# Data for this exercise

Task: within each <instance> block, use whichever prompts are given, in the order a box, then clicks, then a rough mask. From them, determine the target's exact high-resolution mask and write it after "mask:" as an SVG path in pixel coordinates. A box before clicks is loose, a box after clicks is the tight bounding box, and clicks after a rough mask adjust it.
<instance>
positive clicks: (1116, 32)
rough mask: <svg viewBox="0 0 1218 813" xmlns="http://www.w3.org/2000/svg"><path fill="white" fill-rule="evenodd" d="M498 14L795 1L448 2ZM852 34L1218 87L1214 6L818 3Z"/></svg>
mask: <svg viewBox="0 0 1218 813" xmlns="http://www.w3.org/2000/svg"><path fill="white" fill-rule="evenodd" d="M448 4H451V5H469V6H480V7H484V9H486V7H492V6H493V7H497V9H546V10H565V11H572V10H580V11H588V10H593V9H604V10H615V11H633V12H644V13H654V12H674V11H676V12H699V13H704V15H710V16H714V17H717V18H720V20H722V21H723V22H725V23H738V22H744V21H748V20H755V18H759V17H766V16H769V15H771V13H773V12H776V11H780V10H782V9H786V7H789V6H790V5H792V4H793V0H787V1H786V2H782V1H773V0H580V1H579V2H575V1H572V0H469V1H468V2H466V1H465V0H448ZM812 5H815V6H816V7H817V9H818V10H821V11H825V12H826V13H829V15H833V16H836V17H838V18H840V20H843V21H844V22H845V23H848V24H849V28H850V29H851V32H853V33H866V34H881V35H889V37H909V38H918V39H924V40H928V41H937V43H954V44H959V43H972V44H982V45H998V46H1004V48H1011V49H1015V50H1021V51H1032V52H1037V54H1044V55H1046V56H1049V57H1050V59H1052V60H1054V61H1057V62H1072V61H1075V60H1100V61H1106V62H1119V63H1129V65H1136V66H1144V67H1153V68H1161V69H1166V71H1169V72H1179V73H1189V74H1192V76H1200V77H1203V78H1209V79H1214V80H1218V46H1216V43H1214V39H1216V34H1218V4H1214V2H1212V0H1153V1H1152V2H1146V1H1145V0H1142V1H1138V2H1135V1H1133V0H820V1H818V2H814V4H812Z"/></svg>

# Task prompt
Every line in the material must be retyped exactly, with none omitted.

# Expected output
Task: within each <instance> block, use whichever prompts are given, in the order a box, then clicks, then a rough mask. From them, determine the target's exact high-resolution mask and write it after "mask:" as an SVG path in pixel coordinates. A box before clicks is loose, a box after clicks is the tight bounding box, and clicks after a rough mask adjust it.
<instance>
positive clicks: (1116, 32)
rough mask: <svg viewBox="0 0 1218 813" xmlns="http://www.w3.org/2000/svg"><path fill="white" fill-rule="evenodd" d="M498 14L795 1L448 2ZM852 34L1218 87L1214 6L818 3Z"/></svg>
mask: <svg viewBox="0 0 1218 813" xmlns="http://www.w3.org/2000/svg"><path fill="white" fill-rule="evenodd" d="M448 4H451V5H469V6H480V7H484V9H486V7H492V6H493V7H497V9H546V10H565V11H572V10H580V11H588V10H593V9H604V10H615V11H633V12H644V13H654V12H674V11H676V12H699V13H704V15H710V16H714V17H717V18H720V20H722V21H723V22H725V23H738V22H744V21H748V20H755V18H759V17H766V16H769V15H771V13H773V12H776V11H780V10H782V9H786V7H789V6H790V5H792V4H793V0H787V1H786V2H782V1H773V0H580V1H579V2H575V1H572V0H469V1H468V2H466V1H465V0H448ZM812 5H815V6H816V7H817V9H818V10H821V11H825V12H826V13H829V15H833V16H836V17H838V18H840V20H843V21H844V22H845V23H848V24H849V28H850V29H851V32H853V33H866V34H881V35H889V37H909V38H918V39H924V40H928V41H937V43H954V44H959V43H972V44H982V45H998V46H1004V48H1011V49H1015V50H1021V51H1032V52H1037V54H1044V55H1046V56H1049V57H1050V59H1052V60H1054V61H1057V62H1072V61H1075V60H1100V61H1106V62H1119V63H1129V65H1136V66H1144V67H1153V68H1161V69H1166V71H1169V72H1179V73H1189V74H1192V76H1200V77H1203V78H1209V79H1214V80H1218V46H1216V43H1214V39H1216V34H1218V4H1214V2H1212V0H1153V1H1152V2H1146V1H1145V0H1142V1H1138V2H1135V1H1133V0H820V1H818V2H814V4H812Z"/></svg>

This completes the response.